EXERCISE DESCRIPTION:
Please make an exact transcription of the records, keeping the pictures out of it.

INPUT FOR THIS TASK:
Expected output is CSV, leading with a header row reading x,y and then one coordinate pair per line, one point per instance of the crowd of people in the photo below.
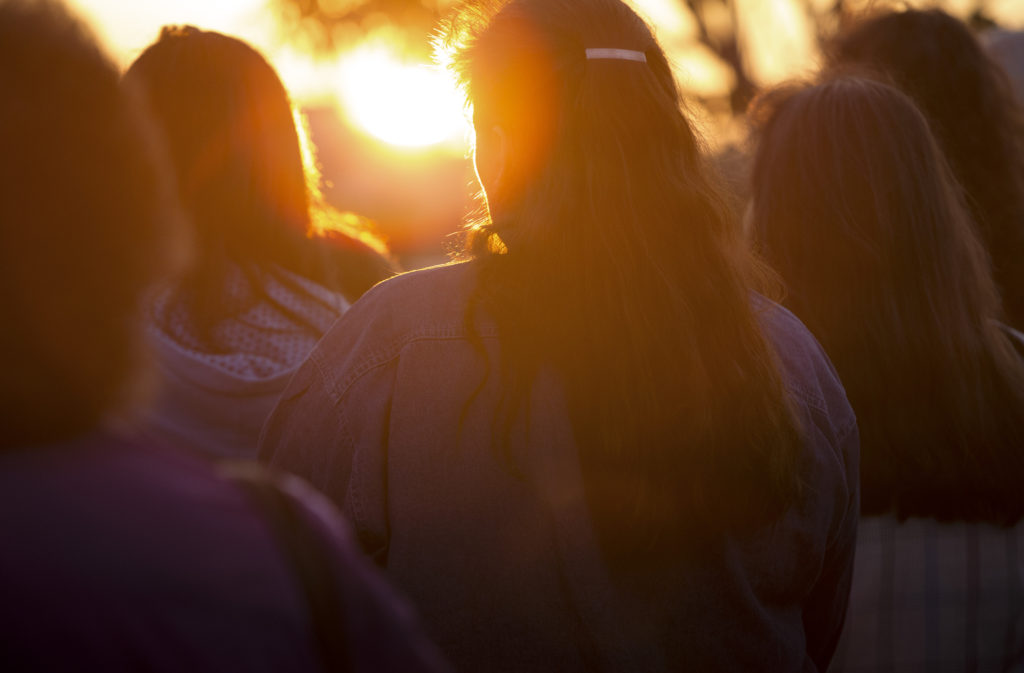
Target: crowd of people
x,y
626,430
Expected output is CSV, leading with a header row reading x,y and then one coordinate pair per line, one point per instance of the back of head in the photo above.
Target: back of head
x,y
611,257
971,108
85,222
854,204
231,131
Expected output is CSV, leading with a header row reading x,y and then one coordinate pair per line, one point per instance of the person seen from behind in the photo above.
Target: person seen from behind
x,y
855,205
591,446
119,553
274,266
970,104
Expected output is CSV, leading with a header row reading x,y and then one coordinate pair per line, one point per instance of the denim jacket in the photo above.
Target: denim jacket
x,y
500,558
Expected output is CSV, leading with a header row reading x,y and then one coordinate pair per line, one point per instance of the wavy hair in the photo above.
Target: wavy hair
x,y
971,107
610,256
855,206
253,198
87,223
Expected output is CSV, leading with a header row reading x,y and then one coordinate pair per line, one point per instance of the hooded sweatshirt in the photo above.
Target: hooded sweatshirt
x,y
215,397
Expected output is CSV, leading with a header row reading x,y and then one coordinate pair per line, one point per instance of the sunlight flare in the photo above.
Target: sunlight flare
x,y
402,103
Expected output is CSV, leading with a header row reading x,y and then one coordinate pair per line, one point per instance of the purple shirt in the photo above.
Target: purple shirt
x,y
503,562
122,556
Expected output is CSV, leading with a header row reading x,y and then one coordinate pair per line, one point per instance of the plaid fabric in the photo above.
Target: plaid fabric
x,y
930,596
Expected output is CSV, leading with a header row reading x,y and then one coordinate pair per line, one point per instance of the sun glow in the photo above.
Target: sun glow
x,y
402,103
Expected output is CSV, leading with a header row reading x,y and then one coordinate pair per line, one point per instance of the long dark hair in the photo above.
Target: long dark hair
x,y
614,260
88,223
856,207
231,131
970,104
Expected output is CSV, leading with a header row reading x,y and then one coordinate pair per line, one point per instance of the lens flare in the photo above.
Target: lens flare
x,y
402,103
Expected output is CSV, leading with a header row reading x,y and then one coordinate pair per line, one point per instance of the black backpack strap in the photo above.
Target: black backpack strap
x,y
307,555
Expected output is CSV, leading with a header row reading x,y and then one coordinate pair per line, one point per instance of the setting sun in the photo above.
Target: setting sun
x,y
402,103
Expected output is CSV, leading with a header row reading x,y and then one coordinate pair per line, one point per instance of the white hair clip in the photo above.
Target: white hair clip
x,y
616,54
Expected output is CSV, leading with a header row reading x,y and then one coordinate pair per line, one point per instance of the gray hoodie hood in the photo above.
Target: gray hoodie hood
x,y
217,401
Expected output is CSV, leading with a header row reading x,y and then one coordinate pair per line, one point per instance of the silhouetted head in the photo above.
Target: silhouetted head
x,y
971,108
87,223
855,206
231,131
611,256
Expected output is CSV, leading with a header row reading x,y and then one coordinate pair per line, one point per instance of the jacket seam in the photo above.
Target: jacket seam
x,y
386,355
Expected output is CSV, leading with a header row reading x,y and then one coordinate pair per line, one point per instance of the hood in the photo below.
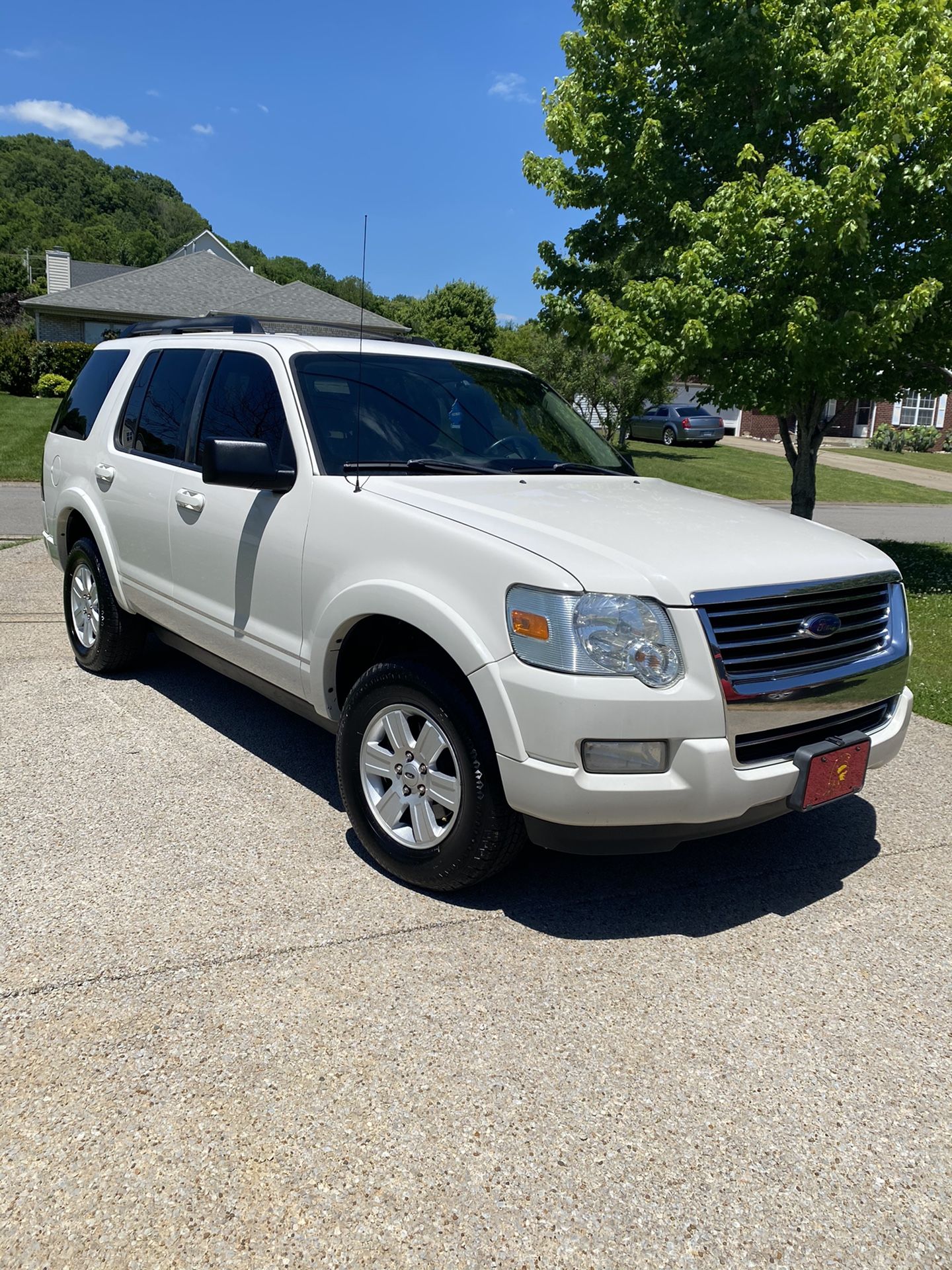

RESPONSE TO THIS TASK:
Expected output is CSV, leading with a header row reading x,y and then one coordinate pair per line, one point per instance of the crowd of people in the photo below.
Target: crowd of people
x,y
626,430
Expected output is CSV, leading with a header row reading x,y and then one coordinate pair per line, one point per instance of the back of head in the photo above.
Target: back of head
x,y
611,257
971,108
85,222
854,204
231,131
Expected output is CSV, leading with a header row reading x,y and then one coordinate pair per line, one point per instance of the person seen from behind in the photo above.
Target: person seen from behind
x,y
855,205
591,446
119,553
274,266
970,104
Expected output is CSV, leading with a header row reading x,y and then one coordinate pair per line, one point per instance of the denim jacket in the photo above.
Target: denim jacket
x,y
500,558
Expected output is CSV, leading with a header row reading x,y and then one coordinate pair per line, one point per instance of the wavy hair in the photo above.
Target: wavy hair
x,y
971,107
610,256
855,206
253,198
87,223
Expected output is CSV, leading with a header row reading x,y and then one coordinate pair per line, one point per instance of the hooded sweatshirt in the photo above.
Target: hooded sweatshirt
x,y
215,397
Expected output is CSV, leading with a header row reading x,y and then one coordinate pair per line, one point per instance of the sunlight flare in the photo above.
Target: sunlight flare
x,y
402,103
Expected output is CSV, leading with a header row reading x,y and then one coordinate pair per line, one point per instance of the purple shirt in the photo above.
Target: purple shirt
x,y
503,562
122,556
Expected output is CSV, leading with a header row reading x,y and then one coordinate pair per line, one point per instance of the plaid fabric in the photo above.
Target: plaid fabric
x,y
930,596
Expected output is CSV, leading with a header row reading x,y and then one coordinate pair per line, one point per instance of the sun glow in the photo above.
Target: sun glow
x,y
402,103
Expected output is CSV, leading with a header row reading x,y and then one coordinate pair per line, one point per instance of the long dark hair in the photo above.
Target: long dark hair
x,y
614,260
88,223
856,207
231,131
970,104
Expected output is CSV, leading with a header row reading x,y and then one coordinate pair per line, one point per instance of the lens flare in the photo above.
Target: lens flare
x,y
402,103
Expected output is CSV, leading with a header row reading x,y and then one coordinate pair per line, one point per instance of the black backpack strap in the photo above.
Target: black backpack strap
x,y
307,555
Expected output is CSV, leading with a header row reading x,y and then one coordinate pair per line, one point per instance of the setting sun in the photo above.
Target: setting sun
x,y
402,103
Expected output is CSV, leading with a header row reading x,y and then one coordinate pair per line, one point per instance of the white hair clip in the photo above.
Target: white hair clip
x,y
616,54
Expected output is CSV, leading with a header row reading x,y and then one coordinate pair per line, one point per instance of the gray hoodie hood in the photo above.
Target: gray hoodie hood
x,y
217,401
Expected output is CSV, leading with a header row reading x,y and then one coordinate pair per line, one point per instance of the silhouetted head in the photo above.
Target: silhouetted head
x,y
971,108
87,223
855,206
231,131
611,256
Expected output is CSV, leading with a header row reading x,y and then one coordinate pair per line, one point per instance of the jacket seam in the photo above.
Target: jacket seam
x,y
386,355
Expected output is CSV, leading with a header row reading x,y and then one coordinate pair per line, one point per instance of the hood in the photo below.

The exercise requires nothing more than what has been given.